**Document excerpt:**
[BEGIN]

Description of problem:
The latest upgrade seems to have removed most of the errors during
boot, but one persists. The excerpt from /var/log/messages is

portmap: portmap: error while loading shared libraries: libnsl.so.1:
failed to map segment from shared object: Permission denied
portmap: portmap startup failed

While I could fix this manually, it seems to be something that should
be fixed in packaging.


Version-Release number of selected component (if applicable):
kernel-2.6.10-1.741_FC3

How reproducible:
Always

Steps to Reproduce:
1. Boot system, note messages
2.
3.
    

Additional info:

Comment 1 Jon Roland 2005-01-23 22:31:57 UTC
I got this message on the subject from the freshrpms list:

El Dom 23 Ene 2005 11:34 AM, Víctor Daniel Velasco Martínez
<vdvelascomtz.mx> escribió:

>> I changed the SELinux Setting to remove the Enforce (In Permissive
Mode),
>> but still enabled, with the targeted politic, I restarted all the
services
>> requiring portmap, and it worked... I need to try on reboot, but it
seems
>> to me a SELinux problem. Testing in a second.
>>
>> V.Daniel


Yep, it is.

[END]

**Extracted records:**

[BEGIN]

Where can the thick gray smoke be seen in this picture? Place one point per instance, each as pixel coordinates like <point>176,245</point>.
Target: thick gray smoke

[END]
[BEGIN]

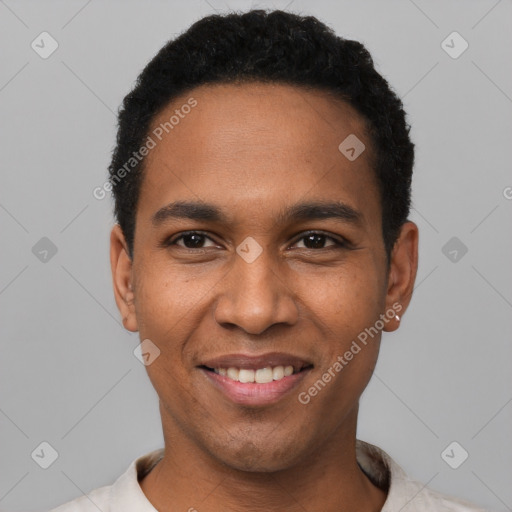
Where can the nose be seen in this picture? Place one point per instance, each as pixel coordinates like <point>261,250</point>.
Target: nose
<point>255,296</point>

[END]

**What is asked:**
1. Answer these questions about the bug report:
(a) Which shared library does portmap report an error while loading?
(b) Which kernel version is listed as the selected component?
(c) In the quoted message, into which mode was the SELinux setting changed?
2. Repeat everything in the bug report from "El Dom 23 Ene" down to "in a second.".

**Solutions:**
1.
(a) libnsl.so.1
(b) kernel-2.6.10-1.741_FC3
(c) Permissive Mode

2.
El Dom 23 Ene 2005 11:34 AM, Víctor Daniel Velasco Martínez
<vdvelascomtz.mx> escribió:

>> I changed the SELinux Setting to remove the Enforce (In Permissive
Mode),
>> but still enabled, with the targeted politic, I restarted all the
services
>> requiring portmap, and it worked... I need to try on reboot, but it
seems
>> to me a SELinux problem. Testing in a second.